Top of DATA EXTRACTS
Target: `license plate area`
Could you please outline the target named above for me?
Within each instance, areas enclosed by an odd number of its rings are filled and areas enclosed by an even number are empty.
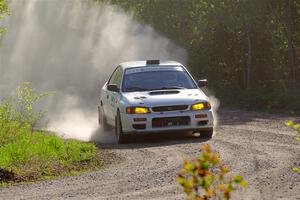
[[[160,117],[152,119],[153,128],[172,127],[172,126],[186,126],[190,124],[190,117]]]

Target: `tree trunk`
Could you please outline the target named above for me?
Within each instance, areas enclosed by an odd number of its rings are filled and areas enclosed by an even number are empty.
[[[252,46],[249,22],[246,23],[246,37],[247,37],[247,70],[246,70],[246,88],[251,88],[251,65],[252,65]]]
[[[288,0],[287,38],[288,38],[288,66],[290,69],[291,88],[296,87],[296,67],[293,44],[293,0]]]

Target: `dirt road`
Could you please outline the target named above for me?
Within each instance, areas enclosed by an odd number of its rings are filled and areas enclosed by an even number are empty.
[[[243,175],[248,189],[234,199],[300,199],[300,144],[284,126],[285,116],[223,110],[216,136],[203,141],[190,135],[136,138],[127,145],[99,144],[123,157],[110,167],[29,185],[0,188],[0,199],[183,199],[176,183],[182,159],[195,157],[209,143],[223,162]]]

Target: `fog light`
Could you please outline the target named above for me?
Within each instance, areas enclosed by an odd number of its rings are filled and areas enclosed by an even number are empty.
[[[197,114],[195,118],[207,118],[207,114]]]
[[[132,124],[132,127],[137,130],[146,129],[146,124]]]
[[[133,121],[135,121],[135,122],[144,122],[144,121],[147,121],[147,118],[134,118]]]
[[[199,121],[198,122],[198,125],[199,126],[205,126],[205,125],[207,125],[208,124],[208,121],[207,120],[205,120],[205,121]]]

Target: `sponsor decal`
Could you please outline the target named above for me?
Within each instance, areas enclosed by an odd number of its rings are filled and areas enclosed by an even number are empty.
Bottom of DATA EXTRACTS
* TASK INSTRUCTIONS: Copy every record exactly; no pictures.

* OUTPUT FOR THIS EXERCISE:
Target: `license plate area`
Could you please outline the target named above for me?
Within each instance, areas enclosed by an odd number of its rings are filled and areas enclosed by an even number are empty.
[[[160,117],[152,119],[153,128],[172,127],[172,126],[186,126],[190,124],[190,117]]]

Target: `tree trunk`
Could you please outline the target named above for me?
Within each instance, areas enclosed by an odd number of its rings are filled and areas enclosed by an even number are empty.
[[[252,46],[249,22],[246,23],[246,37],[247,37],[247,70],[246,70],[246,88],[251,88],[251,65],[252,65]]]
[[[288,0],[287,38],[288,38],[288,66],[290,69],[291,88],[296,87],[296,67],[293,44],[293,0]]]

Target: `dirt road`
Could you please outline the target named above for me?
Within each instance, areas enclosed by an odd number of its rings are filled and areas enclosed by an even number are empty.
[[[243,175],[248,189],[234,199],[300,199],[300,144],[284,126],[285,116],[223,110],[216,136],[203,141],[190,135],[136,138],[127,145],[99,144],[123,157],[110,167],[29,185],[0,188],[0,199],[183,199],[176,183],[182,159],[195,157],[209,143],[223,162]]]

Target: `fog light`
Could you please outline the target named above for me?
Within each instance, areas enclosed by an odd number of its rings are filled and areas enclosed by an even number are empty.
[[[197,114],[195,118],[207,118],[207,114]]]
[[[132,124],[132,127],[137,130],[146,129],[146,124]]]
[[[133,121],[135,121],[135,122],[144,122],[144,121],[147,121],[147,118],[134,118]]]
[[[199,121],[198,122],[198,125],[199,126],[205,126],[205,125],[207,125],[208,124],[208,121],[207,120],[205,120],[205,121]]]

Target: `sponsor decal`
Could you please outline the target named above for me?
Within each instance, areas enclosed by an odd number of its rings are filled and areas enclosed by an even number are empty.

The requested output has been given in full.